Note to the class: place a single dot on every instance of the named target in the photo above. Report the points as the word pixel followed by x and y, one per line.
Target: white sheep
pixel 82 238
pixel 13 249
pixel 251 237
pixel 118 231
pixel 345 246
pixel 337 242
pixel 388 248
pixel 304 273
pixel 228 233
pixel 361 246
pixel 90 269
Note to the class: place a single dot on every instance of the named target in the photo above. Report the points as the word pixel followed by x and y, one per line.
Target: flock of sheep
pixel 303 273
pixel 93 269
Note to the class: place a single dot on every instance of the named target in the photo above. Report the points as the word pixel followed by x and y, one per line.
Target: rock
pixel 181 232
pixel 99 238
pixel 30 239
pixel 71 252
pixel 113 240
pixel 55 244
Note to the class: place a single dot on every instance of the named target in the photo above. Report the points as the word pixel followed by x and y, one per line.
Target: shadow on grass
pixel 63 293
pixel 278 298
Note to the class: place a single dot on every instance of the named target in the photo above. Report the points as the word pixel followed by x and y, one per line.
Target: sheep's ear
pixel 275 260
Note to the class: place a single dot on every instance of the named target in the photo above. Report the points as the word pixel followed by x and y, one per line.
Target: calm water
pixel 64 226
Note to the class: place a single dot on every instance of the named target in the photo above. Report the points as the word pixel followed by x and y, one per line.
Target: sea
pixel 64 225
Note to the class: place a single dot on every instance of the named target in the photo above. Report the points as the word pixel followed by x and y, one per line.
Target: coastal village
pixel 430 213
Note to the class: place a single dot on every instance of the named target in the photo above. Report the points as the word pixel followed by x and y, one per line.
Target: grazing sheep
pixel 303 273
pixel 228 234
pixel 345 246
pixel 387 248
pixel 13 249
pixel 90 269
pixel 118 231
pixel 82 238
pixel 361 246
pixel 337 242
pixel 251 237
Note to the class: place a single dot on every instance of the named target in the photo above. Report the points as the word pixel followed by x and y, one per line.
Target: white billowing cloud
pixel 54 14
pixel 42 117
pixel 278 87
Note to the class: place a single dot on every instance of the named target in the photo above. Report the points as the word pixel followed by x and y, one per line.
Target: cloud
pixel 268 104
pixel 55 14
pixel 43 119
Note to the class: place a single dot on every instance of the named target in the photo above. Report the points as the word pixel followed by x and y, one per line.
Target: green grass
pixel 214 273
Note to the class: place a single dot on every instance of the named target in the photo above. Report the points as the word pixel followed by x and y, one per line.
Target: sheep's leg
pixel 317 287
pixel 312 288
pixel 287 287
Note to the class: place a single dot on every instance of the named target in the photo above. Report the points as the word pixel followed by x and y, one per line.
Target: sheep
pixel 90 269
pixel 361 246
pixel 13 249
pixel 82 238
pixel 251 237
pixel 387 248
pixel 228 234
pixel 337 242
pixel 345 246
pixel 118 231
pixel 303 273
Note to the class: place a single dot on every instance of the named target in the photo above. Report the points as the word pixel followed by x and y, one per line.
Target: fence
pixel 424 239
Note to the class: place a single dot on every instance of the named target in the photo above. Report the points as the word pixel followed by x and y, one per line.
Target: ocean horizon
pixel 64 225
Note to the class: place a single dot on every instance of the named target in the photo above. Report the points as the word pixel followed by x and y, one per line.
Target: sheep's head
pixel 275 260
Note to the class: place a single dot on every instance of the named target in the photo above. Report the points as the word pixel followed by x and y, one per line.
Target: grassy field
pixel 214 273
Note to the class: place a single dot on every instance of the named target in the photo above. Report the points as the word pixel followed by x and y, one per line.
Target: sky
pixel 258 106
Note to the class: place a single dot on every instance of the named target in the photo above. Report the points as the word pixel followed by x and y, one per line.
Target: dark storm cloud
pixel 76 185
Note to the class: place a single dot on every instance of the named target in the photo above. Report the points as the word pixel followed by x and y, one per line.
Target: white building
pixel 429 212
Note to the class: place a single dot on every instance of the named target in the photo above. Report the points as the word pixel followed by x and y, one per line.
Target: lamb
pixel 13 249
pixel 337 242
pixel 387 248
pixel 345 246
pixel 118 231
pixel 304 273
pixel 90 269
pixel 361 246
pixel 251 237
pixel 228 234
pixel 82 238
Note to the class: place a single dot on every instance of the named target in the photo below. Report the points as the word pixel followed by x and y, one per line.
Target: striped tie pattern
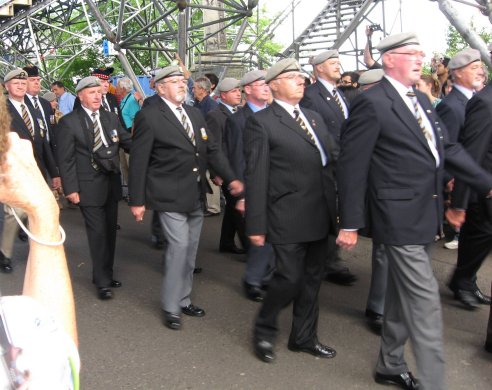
pixel 186 125
pixel 337 100
pixel 297 117
pixel 417 115
pixel 27 120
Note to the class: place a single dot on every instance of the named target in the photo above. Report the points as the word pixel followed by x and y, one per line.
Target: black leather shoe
pixel 481 297
pixel 264 351
pixel 115 283
pixel 374 320
pixel 254 293
pixel 405 380
pixel 232 249
pixel 467 298
pixel 172 321
pixel 193 311
pixel 104 293
pixel 318 350
pixel 343 277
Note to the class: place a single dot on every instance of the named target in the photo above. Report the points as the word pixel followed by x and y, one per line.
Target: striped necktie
pixel 27 120
pixel 417 115
pixel 297 117
pixel 337 100
pixel 186 125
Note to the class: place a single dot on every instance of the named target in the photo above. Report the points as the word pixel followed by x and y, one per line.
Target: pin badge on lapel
pixel 204 134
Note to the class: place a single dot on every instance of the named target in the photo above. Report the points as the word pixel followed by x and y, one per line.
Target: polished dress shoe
pixel 481 297
pixel 405 380
pixel 115 283
pixel 172 321
pixel 252 292
pixel 318 350
pixel 343 277
pixel 467 298
pixel 264 350
pixel 193 311
pixel 374 320
pixel 104 293
pixel 232 249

Description of the task: The pictures stay out of the copy. Set down the entries above precisely.

Completed task:
Note to the class: place a single dot on every instance of the named target in the photo above. Report the points as the word pixel followed by x and y, one per line.
Target: white sheep
pixel 82 238
pixel 13 249
pixel 251 237
pixel 118 231
pixel 345 246
pixel 337 242
pixel 388 248
pixel 304 273
pixel 228 233
pixel 361 246
pixel 90 269
Note to the class: place a single dot on every instance of the named target in the photo above. Report the points as the word pixel followed by x and y, one per line.
Target: flock of sheep
pixel 303 273
pixel 93 269
Note to the class: place a single dot on every instance of the named target in the photo above. Report the points as the word pixel followed by x and y, one per line.
Target: rock
pixel 181 232
pixel 99 238
pixel 30 239
pixel 71 252
pixel 113 240
pixel 55 244
Note to the class: place a single dot on every instance of the named target in the photo above. Report the points as the word pixel followed by x and y, one per line.
Target: shadow on grass
pixel 63 293
pixel 278 298
Note to the class: place a single dot on every instance of the named target in the photo above. Report the points as the word pixel followed by x and y, one per line.
Target: sheep's ear
pixel 275 260
Note to the class: place a single dot on every instance of the named target in the photo above. Report the points as the word pixel followed by x and y, one per line.
Target: calm water
pixel 64 226
Note to the class: place a single dot on every instance of the named target in the photo above. Report the points as the word pixel followed by x and y, one per line.
Target: sea
pixel 64 225
Note to the class: place a single dot on every instance of the named target in the photo above. Report the points as the word pixel followed by x and y, one per line.
Target: coastal village
pixel 430 213
Note to the class: place a single dot on every instance of the named target in the photo above. Report the points as the word pixel followed by x and y, one per line.
Target: grazing sheep
pixel 303 273
pixel 228 234
pixel 345 246
pixel 387 248
pixel 13 249
pixel 90 269
pixel 118 231
pixel 82 238
pixel 361 246
pixel 337 242
pixel 251 237
Note to the class: place a single dot on every instance of the named target in the photo above. Report the points as the word pixel followed by x and y, one per line.
Target: white billowing cloud
pixel 54 14
pixel 42 117
pixel 278 87
Note to the class: place a single dot on every instance of the named target in the photo above. Report the points as the word pixel followed by x and y, one per line.
Target: cloud
pixel 268 104
pixel 55 14
pixel 43 119
Note to the class: place a single dot on every instance of the named target in the photo above. Report the points as the word pixel followed by x and y, one per line.
Target: green grass
pixel 214 273
Note to the class: place a single dot on every instance of the named target in the photo above. Report the points as the word pixel followed by x and y, one per line.
Target: sheep's leg
pixel 317 287
pixel 312 288
pixel 287 287
Note to the class: place a single dot on every instance of the named target in the photo above. Report the points as the word pixel followed by x and y, one per line.
Target: sheep
pixel 90 269
pixel 361 246
pixel 13 249
pixel 82 238
pixel 251 237
pixel 387 248
pixel 228 234
pixel 337 242
pixel 345 246
pixel 118 231
pixel 303 273
Note to the class: place a single dot on every instance of the named target in the photo above. Report the points as the word pixel followed by x and y, one per line.
Target: fence
pixel 424 239
Note to the class: place a single dot on every instance of the named target in the photo above. Report the points as the word pixel followed by x and y, one per line.
Target: ocean horizon
pixel 64 225
Note to the class: place a single dot on every instance of the named target in the photo above. Report the points as the word pixel followed by x and y, one per line.
Target: sheep's head
pixel 275 260
Note to the class: place a single dot on every instance of the named target in the photo above. Report the points as the word pixel followed by x and y, one per line.
Target: grassy field
pixel 214 273
Note to the class: place a single dot on every instance of the named target in the photo above. Report the points as the word pixel followed by x and y, one per line.
Target: sky
pixel 258 106
Note to the class: place a single dot on every instance of the named target in the photo above. Report the points as the word pixel followed by x and y, one per line.
Target: dark storm cloud
pixel 76 185
Note to the class: place a single dot on every instance of the named target in the photo above. Report the points as the word pixel followed by x and y, one per line.
Target: white building
pixel 429 212
Note to the class: place a single dot on every instance of the named target in the photo above. Report the points as the word pixel followed by x and y, one per line.
Target: lamb
pixel 13 249
pixel 337 242
pixel 387 248
pixel 345 246
pixel 118 231
pixel 304 273
pixel 90 269
pixel 361 246
pixel 251 237
pixel 228 234
pixel 82 238
Note to the class: place a single dot on every instance of the named target in the photo below. Report the points as the word pixel followed by x and y, one per line.
Target: striped tie pattern
pixel 186 125
pixel 337 100
pixel 297 117
pixel 417 115
pixel 27 120
Note to the class: place a single dot on every instance of the named target in the photo above. Report the points as the word pixel followed by x and y, one per line.
Target: black leather shoe
pixel 481 297
pixel 264 351
pixel 115 283
pixel 374 320
pixel 254 293
pixel 405 380
pixel 232 249
pixel 467 298
pixel 172 321
pixel 193 311
pixel 104 293
pixel 318 350
pixel 343 277
Note to the class: place a single dot on every instance of the named target in the photo above. Report the points as the word pixel followed by x and y, one per line.
Target: striped necktie
pixel 27 120
pixel 417 115
pixel 297 117
pixel 337 100
pixel 186 125
Note to the class: place a single dot on every instance of the named target in the photo above. Report the points as the word pixel followed by x and y, one per line.
Target: pin badge on lapel
pixel 204 134
Note to the class: place a single dot on every instance of the named target in the photo above. Report the points as the word pixel followed by x and y, one per line.
Target: polished dress shoe
pixel 481 297
pixel 405 380
pixel 115 283
pixel 172 321
pixel 252 292
pixel 318 350
pixel 343 277
pixel 467 298
pixel 264 350
pixel 193 311
pixel 374 320
pixel 104 293
pixel 232 249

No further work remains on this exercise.